- WORK TO COMPLETE:
Return every line in the listing below that contains the string "front", matching case exactly.

- GIVEN DATA:
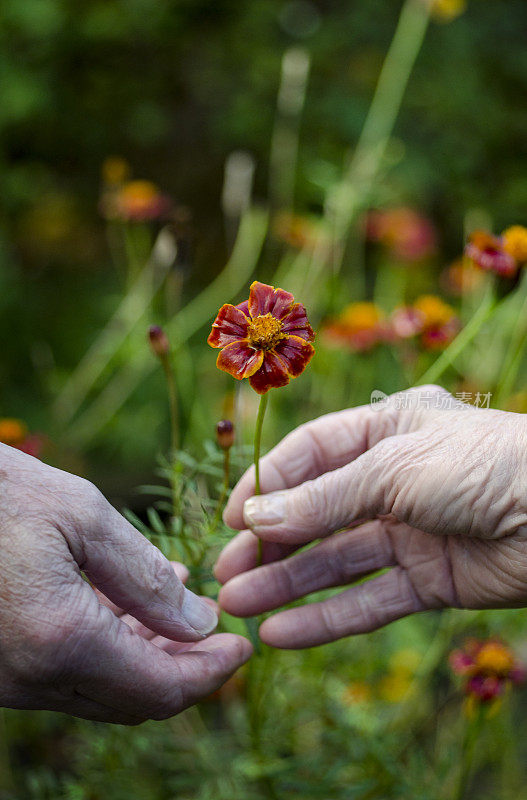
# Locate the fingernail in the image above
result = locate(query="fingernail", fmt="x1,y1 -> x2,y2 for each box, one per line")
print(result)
243,492 -> 285,528
181,589 -> 218,636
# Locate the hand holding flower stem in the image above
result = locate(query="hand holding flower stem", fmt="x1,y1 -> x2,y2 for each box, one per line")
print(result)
207,281 -> 315,564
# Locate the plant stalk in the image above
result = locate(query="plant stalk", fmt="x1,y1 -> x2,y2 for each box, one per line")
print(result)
254,392 -> 269,567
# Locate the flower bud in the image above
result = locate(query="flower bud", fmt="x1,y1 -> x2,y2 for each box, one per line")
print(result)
216,419 -> 234,450
148,325 -> 170,357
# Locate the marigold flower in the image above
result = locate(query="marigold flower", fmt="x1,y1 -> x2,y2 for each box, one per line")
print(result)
501,225 -> 527,264
0,418 -> 28,447
421,317 -> 459,350
449,639 -> 525,705
390,306 -> 425,339
441,258 -> 484,297
465,231 -> 518,278
390,294 -> 459,350
207,281 -> 315,394
324,302 -> 388,352
104,181 -> 172,222
413,294 -> 454,328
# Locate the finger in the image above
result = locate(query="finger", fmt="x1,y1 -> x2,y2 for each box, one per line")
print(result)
260,567 -> 425,650
240,432 -> 421,545
92,561 -> 190,617
219,520 -> 396,617
223,406 -> 397,529
68,491 -> 218,641
214,531 -> 296,583
224,385 -> 452,529
117,597 -> 218,652
152,633 -> 252,655
69,592 -> 251,719
39,693 -> 145,725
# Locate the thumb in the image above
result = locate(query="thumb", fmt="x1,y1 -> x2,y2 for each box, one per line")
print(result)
243,434 -> 411,544
67,484 -> 218,642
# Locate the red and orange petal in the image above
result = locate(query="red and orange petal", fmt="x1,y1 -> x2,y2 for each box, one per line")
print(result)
465,231 -> 518,278
466,675 -> 506,703
448,650 -> 476,675
271,336 -> 315,378
249,350 -> 290,394
207,303 -> 249,347
281,303 -> 315,342
216,339 -> 264,381
249,281 -> 295,319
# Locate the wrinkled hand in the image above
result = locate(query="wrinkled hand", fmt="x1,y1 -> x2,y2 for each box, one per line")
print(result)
0,445 -> 251,724
216,386 -> 527,648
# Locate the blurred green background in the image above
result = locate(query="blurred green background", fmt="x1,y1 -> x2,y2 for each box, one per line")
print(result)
0,0 -> 527,490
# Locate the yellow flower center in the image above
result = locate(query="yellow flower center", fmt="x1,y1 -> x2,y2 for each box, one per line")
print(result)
339,303 -> 383,331
247,314 -> 284,350
414,294 -> 454,327
476,642 -> 514,675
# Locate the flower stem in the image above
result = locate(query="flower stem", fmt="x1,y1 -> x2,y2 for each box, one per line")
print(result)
160,353 -> 179,458
254,392 -> 269,567
0,708 -> 14,796
494,274 -> 527,408
212,447 -> 231,531
416,291 -> 496,385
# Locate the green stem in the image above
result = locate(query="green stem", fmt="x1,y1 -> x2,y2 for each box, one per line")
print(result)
0,708 -> 14,792
416,290 -> 496,386
453,707 -> 482,800
254,392 -> 269,567
161,353 -> 179,457
494,275 -> 527,408
326,0 -> 430,250
212,447 -> 231,532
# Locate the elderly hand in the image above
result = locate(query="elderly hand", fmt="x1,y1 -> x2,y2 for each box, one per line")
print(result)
216,387 -> 527,648
0,445 -> 251,724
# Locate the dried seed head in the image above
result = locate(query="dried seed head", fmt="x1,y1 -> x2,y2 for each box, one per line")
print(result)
216,419 -> 234,450
148,325 -> 170,357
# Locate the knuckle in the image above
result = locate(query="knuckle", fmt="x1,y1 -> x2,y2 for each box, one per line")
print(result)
146,547 -> 178,595
78,478 -> 107,514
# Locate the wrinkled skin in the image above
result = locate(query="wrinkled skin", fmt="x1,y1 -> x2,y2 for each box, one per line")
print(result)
216,386 -> 527,648
0,445 -> 251,724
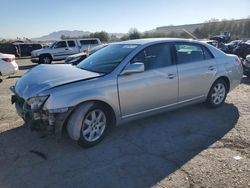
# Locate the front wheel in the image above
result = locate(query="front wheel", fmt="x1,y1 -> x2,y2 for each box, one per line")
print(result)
68,104 -> 111,148
206,79 -> 228,108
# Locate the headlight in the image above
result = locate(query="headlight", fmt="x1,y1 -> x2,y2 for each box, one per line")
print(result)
27,96 -> 49,110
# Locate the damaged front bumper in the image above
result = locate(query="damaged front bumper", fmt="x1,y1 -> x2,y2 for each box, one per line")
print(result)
11,95 -> 72,135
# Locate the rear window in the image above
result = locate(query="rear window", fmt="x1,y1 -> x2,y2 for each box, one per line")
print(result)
175,43 -> 213,64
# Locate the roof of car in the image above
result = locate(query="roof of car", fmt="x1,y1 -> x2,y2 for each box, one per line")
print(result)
116,38 -> 203,45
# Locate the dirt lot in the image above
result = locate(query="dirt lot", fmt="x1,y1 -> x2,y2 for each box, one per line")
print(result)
0,60 -> 250,188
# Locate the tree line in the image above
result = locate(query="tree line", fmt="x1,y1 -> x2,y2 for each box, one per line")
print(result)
61,19 -> 250,42
61,31 -> 110,42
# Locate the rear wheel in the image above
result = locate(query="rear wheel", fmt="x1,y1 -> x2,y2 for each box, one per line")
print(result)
39,55 -> 52,64
206,79 -> 228,108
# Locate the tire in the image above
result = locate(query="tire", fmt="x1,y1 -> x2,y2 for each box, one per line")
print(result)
206,79 -> 228,108
69,104 -> 111,148
39,55 -> 52,64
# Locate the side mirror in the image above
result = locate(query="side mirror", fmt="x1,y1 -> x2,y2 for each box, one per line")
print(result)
121,63 -> 145,75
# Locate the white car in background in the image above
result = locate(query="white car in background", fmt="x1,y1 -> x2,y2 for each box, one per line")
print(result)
0,53 -> 18,76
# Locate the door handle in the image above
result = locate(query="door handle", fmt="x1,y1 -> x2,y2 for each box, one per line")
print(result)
208,66 -> 215,71
168,74 -> 176,79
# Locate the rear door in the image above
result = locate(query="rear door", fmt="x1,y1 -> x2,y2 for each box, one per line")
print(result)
118,43 -> 178,118
175,42 -> 217,102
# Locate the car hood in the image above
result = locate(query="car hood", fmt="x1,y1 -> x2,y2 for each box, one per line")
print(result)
14,64 -> 103,99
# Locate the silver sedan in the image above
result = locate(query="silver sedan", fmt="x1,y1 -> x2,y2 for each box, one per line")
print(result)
11,39 -> 243,147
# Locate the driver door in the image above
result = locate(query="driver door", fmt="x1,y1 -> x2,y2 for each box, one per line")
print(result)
118,43 -> 178,118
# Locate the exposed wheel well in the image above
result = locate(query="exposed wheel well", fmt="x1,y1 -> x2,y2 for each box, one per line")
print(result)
62,100 -> 116,132
215,76 -> 230,92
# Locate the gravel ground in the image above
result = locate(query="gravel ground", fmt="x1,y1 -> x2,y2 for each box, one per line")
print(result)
0,59 -> 250,188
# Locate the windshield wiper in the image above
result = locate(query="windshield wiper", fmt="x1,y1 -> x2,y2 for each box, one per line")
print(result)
77,67 -> 107,74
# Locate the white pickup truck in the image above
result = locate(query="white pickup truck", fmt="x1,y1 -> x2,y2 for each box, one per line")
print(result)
31,38 -> 101,64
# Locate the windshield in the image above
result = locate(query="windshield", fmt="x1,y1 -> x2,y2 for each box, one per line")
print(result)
49,42 -> 57,48
77,44 -> 137,74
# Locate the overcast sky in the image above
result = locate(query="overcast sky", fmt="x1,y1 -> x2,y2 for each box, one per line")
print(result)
0,0 -> 250,38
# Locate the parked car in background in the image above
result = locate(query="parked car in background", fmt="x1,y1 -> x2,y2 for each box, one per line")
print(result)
0,43 -> 19,56
64,44 -> 108,65
0,42 -> 42,57
0,53 -> 18,76
232,42 -> 250,59
243,55 -> 250,77
11,38 -> 243,147
31,39 -> 101,64
16,43 -> 42,57
225,40 -> 243,53
200,40 -> 218,47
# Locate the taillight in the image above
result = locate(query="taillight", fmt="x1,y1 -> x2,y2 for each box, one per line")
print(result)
2,57 -> 15,63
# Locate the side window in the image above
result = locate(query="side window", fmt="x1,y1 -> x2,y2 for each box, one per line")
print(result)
203,47 -> 214,59
68,40 -> 76,47
175,43 -> 209,64
54,41 -> 67,48
80,40 -> 91,45
131,44 -> 172,70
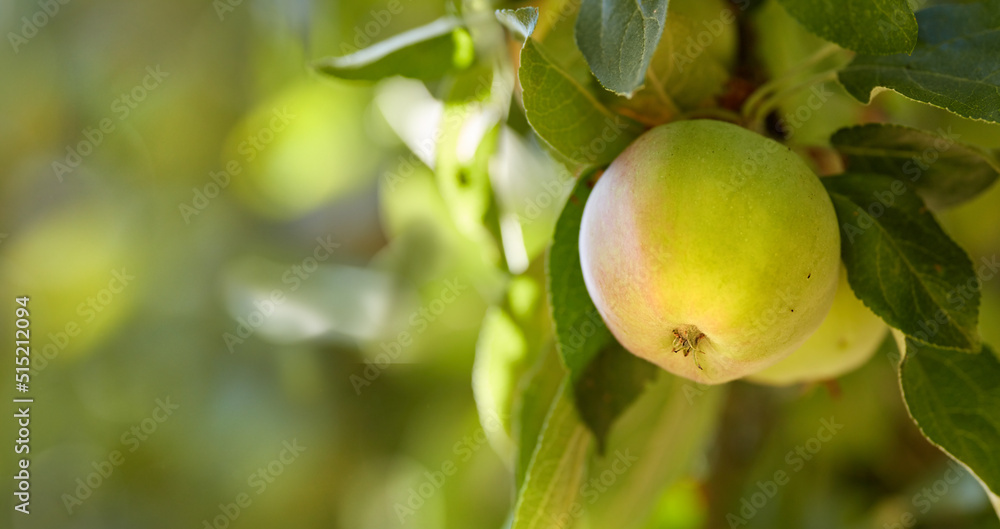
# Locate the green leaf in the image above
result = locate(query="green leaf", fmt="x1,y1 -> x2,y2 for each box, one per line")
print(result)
778,0 -> 917,55
830,123 -> 1000,210
574,339 -> 661,454
587,373 -> 729,529
511,378 -> 591,529
546,178 -> 614,382
496,7 -> 538,39
576,0 -> 667,96
839,0 -> 1000,123
513,344 -> 566,489
315,17 -> 475,81
518,39 -> 642,166
899,339 -> 1000,498
546,177 -> 659,450
472,307 -> 527,459
823,173 -> 980,352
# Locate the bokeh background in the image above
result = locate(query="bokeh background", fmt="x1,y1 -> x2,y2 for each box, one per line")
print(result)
0,0 -> 1000,529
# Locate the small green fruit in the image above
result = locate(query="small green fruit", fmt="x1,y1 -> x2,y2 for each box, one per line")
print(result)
580,120 -> 840,383
747,272 -> 888,386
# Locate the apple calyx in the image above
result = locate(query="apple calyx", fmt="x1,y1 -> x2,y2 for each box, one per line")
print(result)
672,325 -> 707,371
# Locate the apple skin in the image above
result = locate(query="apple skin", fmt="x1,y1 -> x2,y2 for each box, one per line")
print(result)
580,120 -> 840,384
747,271 -> 889,386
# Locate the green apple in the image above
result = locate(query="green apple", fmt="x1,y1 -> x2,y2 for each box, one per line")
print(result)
580,120 -> 840,383
747,271 -> 888,386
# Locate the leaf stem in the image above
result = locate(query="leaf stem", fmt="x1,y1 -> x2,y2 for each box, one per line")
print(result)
747,70 -> 837,130
740,43 -> 842,117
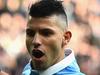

- REPLY TO THE TASK:
# Locate the front wheel in the image above
result = locate(query="front wheel", fmt="x1,y1 -> x2,y2 for each box, one per line")
# Locate the damaged front bumper in the image above
result = locate(query="damaged front bumper", fmt="x1,y1 -> x2,y2 for each box, one per line")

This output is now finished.